• [EXERCISE]: Print all the data, keeping every line exactly as it is.

Pointing and labeling entries:
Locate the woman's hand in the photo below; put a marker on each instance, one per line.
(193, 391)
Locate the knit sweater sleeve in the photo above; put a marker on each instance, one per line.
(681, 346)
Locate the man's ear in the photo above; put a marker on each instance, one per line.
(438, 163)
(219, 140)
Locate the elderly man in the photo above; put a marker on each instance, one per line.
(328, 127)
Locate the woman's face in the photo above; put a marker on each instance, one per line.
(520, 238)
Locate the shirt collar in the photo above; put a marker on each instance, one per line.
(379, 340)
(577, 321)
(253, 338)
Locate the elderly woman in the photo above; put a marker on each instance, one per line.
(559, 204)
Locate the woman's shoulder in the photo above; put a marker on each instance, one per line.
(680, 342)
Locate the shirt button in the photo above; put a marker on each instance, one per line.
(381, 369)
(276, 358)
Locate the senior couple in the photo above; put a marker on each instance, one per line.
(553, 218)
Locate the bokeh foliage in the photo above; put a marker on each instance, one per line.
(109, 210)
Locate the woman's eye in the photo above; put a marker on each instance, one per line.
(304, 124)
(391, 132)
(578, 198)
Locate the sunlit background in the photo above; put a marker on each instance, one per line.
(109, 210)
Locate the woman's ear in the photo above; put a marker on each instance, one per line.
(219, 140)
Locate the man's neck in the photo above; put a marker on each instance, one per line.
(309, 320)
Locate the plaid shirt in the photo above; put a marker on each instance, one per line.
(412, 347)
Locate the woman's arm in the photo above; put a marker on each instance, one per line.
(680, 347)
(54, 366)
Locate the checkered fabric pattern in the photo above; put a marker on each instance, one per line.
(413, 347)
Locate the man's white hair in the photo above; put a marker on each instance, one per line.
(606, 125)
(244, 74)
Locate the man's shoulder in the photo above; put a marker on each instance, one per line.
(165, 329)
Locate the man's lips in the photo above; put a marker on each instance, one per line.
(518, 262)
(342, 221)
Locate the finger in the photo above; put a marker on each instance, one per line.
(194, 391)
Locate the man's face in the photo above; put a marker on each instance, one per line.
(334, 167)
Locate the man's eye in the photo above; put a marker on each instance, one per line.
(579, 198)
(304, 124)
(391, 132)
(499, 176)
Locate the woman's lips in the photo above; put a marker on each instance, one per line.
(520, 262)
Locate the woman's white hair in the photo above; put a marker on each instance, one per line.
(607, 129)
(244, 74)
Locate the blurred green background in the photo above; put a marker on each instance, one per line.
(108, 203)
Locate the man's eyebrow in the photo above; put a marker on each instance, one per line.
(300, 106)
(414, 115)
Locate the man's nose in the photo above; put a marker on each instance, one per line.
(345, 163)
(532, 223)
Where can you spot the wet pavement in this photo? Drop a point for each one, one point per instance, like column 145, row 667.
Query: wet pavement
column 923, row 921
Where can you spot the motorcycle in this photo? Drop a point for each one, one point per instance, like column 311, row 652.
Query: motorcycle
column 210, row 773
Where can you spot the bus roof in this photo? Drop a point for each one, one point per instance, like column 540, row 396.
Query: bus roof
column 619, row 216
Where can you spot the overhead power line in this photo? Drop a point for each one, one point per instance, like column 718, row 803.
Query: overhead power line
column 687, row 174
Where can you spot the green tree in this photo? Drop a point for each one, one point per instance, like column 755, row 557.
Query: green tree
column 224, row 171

• [TASK RESULT]:
Locate the woman's hand in the photo below; put a marker on each instance, one per line.
(193, 391)
Locate the knit sweater sleeve in the photo above; put a marker on each instance, one per line.
(681, 346)
Locate the man's ear in the photo above; put a marker on each instance, one per line.
(438, 163)
(219, 140)
Locate the elderly man in the photo above; put a marker on each instance, one per line.
(328, 127)
Locate the woman's face in the photo above; put a marker on each instance, one per line.
(520, 238)
Locate the shirt collar in the photo above; put a marker on each instance, one per line.
(379, 340)
(577, 321)
(253, 338)
Locate the elderly woman in the photo above; put a marker on each instance, one per line.
(559, 204)
Locate the woman's shoulder in the photo above; put a marker on each instance, one per line.
(680, 342)
Locate the shirt button in the photo above; put a marker on each instance, one per line.
(381, 369)
(276, 358)
Locate the senior couple in the photo above; put a marker on each instance, one per line.
(553, 218)
Locate the bokeh foliage in the photo above; put a marker on each instance, one per line.
(109, 210)
Locate the woman's eye in the photo above; put a marker on each instance, one per line.
(304, 124)
(391, 132)
(578, 198)
Locate the sunlit background in the photo above; put a marker on each instance, one per line.
(109, 210)
Locate the woman's ear in the photo above; put a marker on each instance, one per line.
(219, 140)
Locate the man's neck in the photo above; put a marker on each instance, one per line.
(309, 320)
Locate the plaid shirt in the photo above; put a marker on each instance, one per line.
(412, 347)
Locate the woman's arm in the photo above; put a marker on each instance, one per line.
(680, 347)
(54, 366)
Locate the checkered fabric pattern in the photo above; put a marker on each instance, one per line.
(413, 347)
Locate the man's white hair in the photo above; put a marker on each instance, one per line.
(606, 125)
(244, 74)
Locate the man's shoulder in the photo above; put a marker on each instance, one per line.
(165, 329)
Locate the man's lips in the photo above; put a marker on each instance, one per line.
(518, 262)
(342, 221)
Locate the finger in the photo above; put a marker on each instance, one per line.
(194, 391)
Locate the man's face in the photo above; put a marker on each instance, one per line.
(334, 167)
Locate the man's eye in the photo above; put a marker on each instance, one per line.
(579, 198)
(304, 124)
(391, 132)
(499, 176)
Locate the woman's lips in the photo above; put a marker on each instance, one per line.
(520, 262)
Locate the woman's white hair in the photo above; put a marker on each instance, one per line.
(607, 129)
(244, 74)
Locate the blurred green background in the photo above; put a marker on each instance, one per line.
(108, 203)
Locate the man's eyebrow in the photo above; put a marker on each instance, one per line.
(300, 106)
(414, 115)
Locate the man's nose in the photo above; put a marker on each instance, one per line.
(345, 163)
(532, 223)
Where can you spot the wet pavement in this photo? Drop a point for each one, one point per instance, like column 145, row 667.
Query: wet pavement
column 923, row 921
Where can you spot the motorcycle in this photo? Drop a point for each one, one point per instance, like column 311, row 652.
Query: motorcycle
column 210, row 773
Where can you spot the bus roof in this photo? Drop a point for each one, one point per instance, like column 540, row 396.
Query: bus roof
column 619, row 216
Where can you spot the overhead power line in this photo? Drop a point for each one, one point per instance, like column 718, row 803.
Query: overhead power line
column 687, row 174
Where can you spot the green tree in this photo? Drop a point for each one, one point per instance, like column 755, row 557.
Query: green tree
column 224, row 171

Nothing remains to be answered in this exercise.